Texto extraído
........

3. Quisiera alentar a ustedes a adentrarse en las enseñanzas del Papa en la Carta Porta Fidei. Es breve, sencilla y comprometedora. Nos ayudará a fijar la mirada en Jesucristo y a contagiar la fe; a valorar más la Palabra de Dios; a avanzar en una sincera conversión en la verdad; a saborear el Credo como expresión viva de nuestra fe. También nos permitirá valorar mejor la historia de nuestra fe y la sencilla historia de la propia fe personal. Asimismo, nos ayudará a comprender la profunda armonía que existe entre la verdadera ciencia y la correcta reflexión de la fe, pues ambas –fe divina y ciencia humana- tienen una única fuente que es Dios, que se expresa en las cosas creadas y en su revelación divina. Les recomiendo también redescubrir el Catecismo de la Iglesia y la valiosa riqueza del Concilio Vaticano II. 

En esa carta, el Papa nos transmite la pregunta del apóstol Santiago sobre las obras de la fe: “¿De qué sirve decir que uno tiene fe, si no tiene obras?” Y responde: “Muéstrame, si puedes, tu fe sin las obras. Yo, en cambio, por medio de las obras, te demostraré mi fe” (Cf. Sgo 2,18, Porta Fidei 14).

La fe es un acto de libertad que lleva a exclamar con convicción: Creo, creemos. Luego profundizamos en ella a través de la Sagrada Escritura y su expresión en el Magisterio y en el Catecismo de la Iglesia. Y como consecuencia inmediata, surge el entusiasmo de vivir la fe y vivir de fe, en la vida diaria, en todas nuestras obras, en el amor en la familia, en el trabajo y el descanso, en la alegría y el dolor, en el deseo de que muchos otros conozcan y amen a Jesucristo. ¡Cuántas “obras de fe” se espera de nosotros, por ejemplo, en las responsabilidades ciudadanas, en la solidaridad con hermanos con tantas necesidades materiales o espirituales…!

Hay también otras obras de la fe más interiores y silenciosas, que es necesario acometer personalmente con decisión y valentía: una mayor fidelidad a Dios y a nuestra misión; una oración más constante, una caridad más solidaria, un corazón más puro y limpio, un amor más fuerte, un mayor compromiso con la verdad y la justicia, una honestidad más exigente, y la valentía para no esclavizarnos por lo que se denomina “políticamente correcto”, en detrimento de la verdad. Y podrían continuar…

Que podamos decir, cada uno de nosotros, y toda nuestra Iglesia: por mis obras, por nuestras obras llenas de verdad podemos expresar el tesoro de la fe, con sinceridad, verdad y caridad.

........

Datos proporcionados
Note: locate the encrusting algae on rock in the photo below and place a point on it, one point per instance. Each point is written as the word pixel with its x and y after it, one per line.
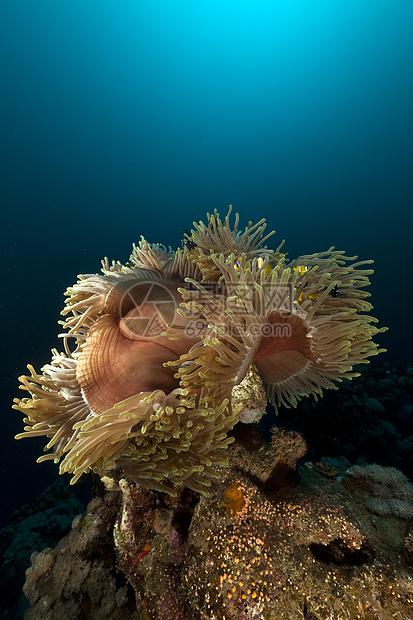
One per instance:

........

Reproduce sin cambios el fragmento del texto sobre la fe que comienza con las palabras "3. Quisiera alentar" y termina con "Concilio Vaticano II.".

3. Quisiera alentar a ustedes a adentrarse en las enseñanzas del Papa en la Carta Porta Fidei. Es breve, sencilla y comprometedora. Nos ayudará a fijar la mirada en Jesucristo y a contagiar la fe; a valorar más la Palabra de Dios; a avanzar en una sincera conversión en la verdad; a saborear el Credo como expresión viva de nuestra fe. También nos permitirá valorar mejor la historia de nuestra fe y la sencilla historia de la propia fe personal. Asimismo, nos ayudará a comprender la profunda armonía que existe entre la verdadera ciencia y la correcta reflexión de la fe, pues ambas –fe divina y ciencia humana- tienen una única fuente que es Dios, que se expresa en las cosas creadas y en su revelación divina. Les recomiendo también redescubrir el Catecismo de la Iglesia y la valiosa riqueza del Concilio Vaticano II.